課題文
=-=-=

【004】エドカ(Edo-Ca)

・作者:糸井重里(製作総指揮)、百田郁夫&大山功一(考案)
・対応人数:3〜5人
・実プレイ時間:20〜30分(5人で)
・プレイ回数:不明(50回を超えていることは確か)

■ゲームの概要■

伝統ゲームの一つ、『花札(花合わせ)』をベースにしたカードゲーム。各カードの絵柄は江戸の風物になっていて、エド・カード、略して『エドカ』というタイトルになっている。杉浦日向子さんが監修、ほりのぶゆきさんが作画と、当時の著名人が勢揃いして作ったゲームだ。

■14種類×4枚のカードを取り合う■

エドカ』は、全部で56枚のカードを……うーん、やはりカードではなく「札」と呼ぶ方ががしっくりくる。以降は「札」で統一する。もとへ。
エドカ』は、56枚の札を使って行うゲームだ。札は「文化」「職人」など14の種類に分かれている。各種類ごとに4枚ずつの札があり、14×4で56枚となる。それぞれの札には「江戸城」「黒船」「けんか」「谷風」といった江戸の風物が描いてある。札ごとの得点が決まっていて、終了時に他の人より多く得点を集めたプレイヤーが勝利する。
ゲームは、手番順で進めていく。自分の番になったら、1)手札から1枚札を出す→2)山札の一番上にある札をめくる、の順で手番を行う。1)、2)、いずれの場合でも、場札と同一種類のものが2枚セットになったら、自分の得点として獲得できる。一人ずつ手番を行い、誰も出せる札がなくなったらゲームは終わり。その時点でもっとも多くの得点を獲得している人が勝つ。
最後の得点計算では、各札の点数を単純に足した得点と、一定の条件で複数カードを集めて作る「役」の得点を合計する。「役」には「五光」「赤扇」など花合わせに類似したものから、「花魁はドラマー」「四刑罰」など独特のモノまである。最初は種類が多くて覚えにくく感じるが、数回やれば慣れるだろう。

■21枚のチャンバラ札がドラマを生む■

エドカ』は、通常の札56枚に加え、特殊効果を持つ21枚の追加札がある。この札のことをチャンバラ札、と呼ぶ。チャンバラ札の種類は、大きく分けてa)攻め、b)守り、c)特殊の3種類だ。a)とb)は、上で説明した手番内アクションのうち、1)のタイミングで使う。誰かがカードを得ようとしたときに攻めのカードを出すと、チャンバラが発生し、攻防の戦いが起こる。得ようとしていたカードは、この攻防に勝利した側のもの。つまり、誰かが得点をしようとしたタイミングで、その札を奪う行為ができるというわけだ。
例)Aさんの手番。Aさんは手札から「城・川越城」を出して、場にある「城・江戸城」のカードを得点として獲得しようとしている。その時、Bさんがチャンバラ札の「攻・斬り捨て御免!」を出し、そのカードを奪おうとした。Aさんは慌てず「守・やだよぉ、おまいさん」を出して防御。と、思いきや、Bさんはさらに重ねて「刀の錆びにしてくれるわ!」を出した。もはや防御の手段がないAさんは2枚の札をあきらめ、その2枚はBさんのものになる……。

=-=-=

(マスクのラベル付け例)
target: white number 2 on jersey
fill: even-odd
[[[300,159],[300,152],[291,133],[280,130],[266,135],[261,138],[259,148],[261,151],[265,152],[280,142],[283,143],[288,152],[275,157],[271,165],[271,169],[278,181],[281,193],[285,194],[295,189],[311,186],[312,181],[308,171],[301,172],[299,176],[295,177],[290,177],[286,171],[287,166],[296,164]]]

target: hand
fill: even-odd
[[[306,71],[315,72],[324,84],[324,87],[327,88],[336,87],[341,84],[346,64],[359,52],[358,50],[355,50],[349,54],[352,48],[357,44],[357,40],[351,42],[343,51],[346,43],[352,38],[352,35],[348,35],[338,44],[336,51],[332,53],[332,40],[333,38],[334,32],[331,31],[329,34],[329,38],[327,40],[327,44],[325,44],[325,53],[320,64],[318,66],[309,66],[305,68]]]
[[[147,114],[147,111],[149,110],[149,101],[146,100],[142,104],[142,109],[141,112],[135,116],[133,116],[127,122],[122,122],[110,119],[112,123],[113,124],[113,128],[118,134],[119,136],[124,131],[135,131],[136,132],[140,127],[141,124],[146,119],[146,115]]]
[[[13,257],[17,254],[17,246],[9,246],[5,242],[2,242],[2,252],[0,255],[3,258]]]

=-=-=

課題 1
エドカの紹介文について、次の(a)〜(c)はそれぞれ内容と合っていますか。各項目に「はい」か「いいえ」で答え、判断の根拠となる紹介文の語句をそのまま引用してください。
(a) 通常の札のほかに、特殊効果を持つ追加札が21枚ある。
(b) 守りのチャンバラ札は、手番のうち山札をめくるタイミングで使う。
(c) 対応人数は2〜4人である。
課題 2
エドカの紹介文を、最後の一文のあとから書き進めてください。

模範解答 1
(a) はい。「通常の札56枚に加え、特殊効果を持つ21枚の追加札がある」
(b) いいえ。「a)とb)は、上で説明した手番内アクションのうち、1)のタイミングで使う」
(c) いいえ。「対応人数:3〜5人」

模範解答 2
c)の特殊な札は、手番に使うことで大きな効果を発揮するもの。場にある札を1枚or全部獲得できたり、山札から(通常の1枚ではなく)3枚を表にすることができたり、といった効果を持っている。
このように、追加のチャンバラ札を使うことで、展開はダイナミックになる。元になった花合わせのように、確実に取れる札はなく、他の人の残り手札枚数や、すでに出た特殊カードの種類などを把握することの重要性が高まっている。

■ゲラゲラ笑いながら、冷静な判断を■

エドカ』は、花合わせが持つ面白さ(戦略性と運のバランス)に、チャンバラ札によるドラマチックな展開を加えたゲームだ。最初はチャンバラ札の効果に目を奪われがちで、手札からじっくりと戦略を組み立てる面白さが見えづらい。しかし、役の種類や、チャンバラ札の効果と枚数がわかってくると、戦略を立てることがとても面白くなり始める。実はかなり中毒性の高いゲームだと言えるだろう。
私は、『エドカ』は派手な展開だけを楽しむノリ重視のゲームでなく、そのノリに溺れすぎずどこまで冷静に判断できるかを試すゲームだと思っている。ただし、初回ではそこまでの深さを感じることは難しい。このゲームを遊ぶ機会があったら、3回は連続して遊んでみてほしい。1回遊ぶごとに、新しい発見があると思う。そうなったら、アナタはもう『エドカ』の虜のはずだ。

■ファイナル・コメント■

エドカ』は、慣れるための1〜2回の敷居の高さを乗り越えれば、何度も遊べる好ゲームだ。花合わせが好きな人でも、セットコレクションが好きな人でも、きっと気に入ってくれるだろう。ただし、最初は5人で遊ぶことを推奨したい。『エドカ』は、遊ぶ人数によって最初の手札+チャンバラ札の枚数が異なる。人数が少ないと、いきなり多くのカードを持って始めることになるので、何が何だかさっぱりわからず、つまらなく感じてしまう可能性もある。最大対応人数の5人で遊ぶことで、覚える/考える要素が減り、スムーズに楽しめるはずだ。